##### GIVEN RECORDS
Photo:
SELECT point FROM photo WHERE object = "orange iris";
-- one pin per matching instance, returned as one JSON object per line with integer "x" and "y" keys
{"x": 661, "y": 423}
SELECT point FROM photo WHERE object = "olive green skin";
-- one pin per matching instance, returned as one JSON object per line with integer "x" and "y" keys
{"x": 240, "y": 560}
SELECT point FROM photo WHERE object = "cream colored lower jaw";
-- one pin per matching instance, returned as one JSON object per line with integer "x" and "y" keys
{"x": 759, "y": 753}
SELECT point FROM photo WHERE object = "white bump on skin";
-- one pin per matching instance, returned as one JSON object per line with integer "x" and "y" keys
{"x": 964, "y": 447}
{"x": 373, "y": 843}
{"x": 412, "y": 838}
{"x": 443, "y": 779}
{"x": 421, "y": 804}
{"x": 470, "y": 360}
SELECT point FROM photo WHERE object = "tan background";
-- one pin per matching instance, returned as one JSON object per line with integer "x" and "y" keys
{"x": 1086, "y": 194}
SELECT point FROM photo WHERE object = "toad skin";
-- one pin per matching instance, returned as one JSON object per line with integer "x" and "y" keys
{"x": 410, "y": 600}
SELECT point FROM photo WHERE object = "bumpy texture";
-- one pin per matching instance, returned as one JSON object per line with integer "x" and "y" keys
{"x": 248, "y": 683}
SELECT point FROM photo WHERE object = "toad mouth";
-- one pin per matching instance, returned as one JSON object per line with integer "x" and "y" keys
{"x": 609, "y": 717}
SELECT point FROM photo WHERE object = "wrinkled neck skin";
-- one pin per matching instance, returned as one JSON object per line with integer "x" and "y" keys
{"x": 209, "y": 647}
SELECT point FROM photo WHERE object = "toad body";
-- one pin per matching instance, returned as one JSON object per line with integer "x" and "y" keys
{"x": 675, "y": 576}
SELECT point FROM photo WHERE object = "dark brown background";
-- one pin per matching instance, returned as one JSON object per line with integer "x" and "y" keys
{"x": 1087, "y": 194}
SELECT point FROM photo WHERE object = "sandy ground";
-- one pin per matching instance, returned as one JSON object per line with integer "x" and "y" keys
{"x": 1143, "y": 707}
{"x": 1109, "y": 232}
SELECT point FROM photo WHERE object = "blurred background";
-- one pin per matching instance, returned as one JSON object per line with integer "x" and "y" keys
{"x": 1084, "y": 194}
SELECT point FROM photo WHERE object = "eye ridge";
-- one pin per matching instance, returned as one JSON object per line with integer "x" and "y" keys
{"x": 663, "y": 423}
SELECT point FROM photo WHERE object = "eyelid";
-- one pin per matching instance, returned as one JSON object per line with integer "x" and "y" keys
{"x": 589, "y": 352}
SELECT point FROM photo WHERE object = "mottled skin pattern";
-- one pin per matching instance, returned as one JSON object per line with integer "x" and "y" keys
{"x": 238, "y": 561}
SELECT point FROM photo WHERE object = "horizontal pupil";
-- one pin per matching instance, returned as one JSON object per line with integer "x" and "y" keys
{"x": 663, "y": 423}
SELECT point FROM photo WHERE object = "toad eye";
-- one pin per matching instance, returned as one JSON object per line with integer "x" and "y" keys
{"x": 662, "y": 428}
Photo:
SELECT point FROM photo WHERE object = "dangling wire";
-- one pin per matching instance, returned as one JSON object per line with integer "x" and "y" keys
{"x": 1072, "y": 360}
##########
ABOUT THIS TASK: Nothing but the complete listing, repeated exactly, belongs in the answer.

OUTPUT FOR THIS EXERCISE:
Photo:
SELECT point FROM photo WHERE object = "orange iris";
-- one pin per matching instance, returned as one JSON object per line with integer "x" and "y" keys
{"x": 661, "y": 423}
SELECT point FROM photo WHERE object = "olive green skin";
-- one pin per matching instance, returned as one JSON object per line with integer "x" and "y" keys
{"x": 240, "y": 560}
SELECT point FROM photo WHERE object = "cream colored lower jaw";
-- one pin per matching instance, returned as one JSON object per line with integer "x" and "y" keys
{"x": 759, "y": 753}
SELECT point FROM photo WHERE object = "white bump on skin";
-- one pin per matching instance, returned as one JSON object per line with integer "x" and "y" keys
{"x": 964, "y": 447}
{"x": 373, "y": 843}
{"x": 412, "y": 838}
{"x": 443, "y": 779}
{"x": 421, "y": 804}
{"x": 470, "y": 360}
SELECT point FROM photo WHERE object = "tan background";
-- one pin per matching instance, returned as one JSON object per line with integer "x" and "y" keys
{"x": 1086, "y": 194}
SELECT point FROM photo WHERE object = "toad skin";
-- one pin per matching instance, returned as one JSON object per line with integer "x" and "y" keys
{"x": 410, "y": 600}
SELECT point FROM photo WHERE object = "bumpy texture";
-- one pin per matching instance, returned as one JSON object per line with integer "x" and "y" keys
{"x": 248, "y": 683}
SELECT point FROM photo WHERE object = "toad mouth";
-- one pin per matching instance, returned as one JSON object per line with integer "x" and "y" keys
{"x": 609, "y": 717}
SELECT point FROM photo WHERE object = "wrinkled neck skin";
-- one pin per matching instance, returned as one JSON object per line with integer "x" and "y" keys
{"x": 209, "y": 647}
SELECT point FROM photo WHERE object = "toad body";
-- one pin per matching instance, returned as one JSON object per line with integer "x" and "y" keys
{"x": 675, "y": 576}
SELECT point FROM photo WHERE object = "dark brown background";
-- one pin per matching instance, returned as one JSON object per line with integer "x" and "y" keys
{"x": 1087, "y": 194}
SELECT point FROM photo WHERE object = "sandy ground";
-- one pin per matching instance, returned as one JSON object per line with integer "x" and "y" keys
{"x": 1143, "y": 707}
{"x": 1109, "y": 232}
SELECT point FROM photo WHERE object = "blurred background";
-- one pin per matching instance, returned as one JSON object per line with integer "x" and "y" keys
{"x": 1084, "y": 194}
SELECT point FROM photo WHERE object = "eye ridge";
-- one pin per matching instance, returned as one JSON object per line with integer "x" and "y" keys
{"x": 663, "y": 423}
SELECT point FROM photo WHERE object = "eyelid";
-- one pin per matching instance, returned as one JSON object per line with integer "x" and "y" keys
{"x": 589, "y": 352}
SELECT point FROM photo WHERE object = "mottled skin pattern";
-- one pin per matching instance, returned as one JSON object per line with integer "x" and "y" keys
{"x": 238, "y": 561}
SELECT point FROM photo WHERE object = "horizontal pupil";
-- one pin per matching instance, returned as one JSON object per line with integer "x" and "y" keys
{"x": 663, "y": 423}
SELECT point FROM photo WHERE object = "toad eye";
-- one pin per matching instance, returned as one JSON object per line with integer "x" and "y" keys
{"x": 662, "y": 428}
Photo:
SELECT point FROM photo WHERE object = "dangling wire";
-- one pin per matching instance, returned as one JSON object per line with integer "x" and "y" keys
{"x": 1072, "y": 360}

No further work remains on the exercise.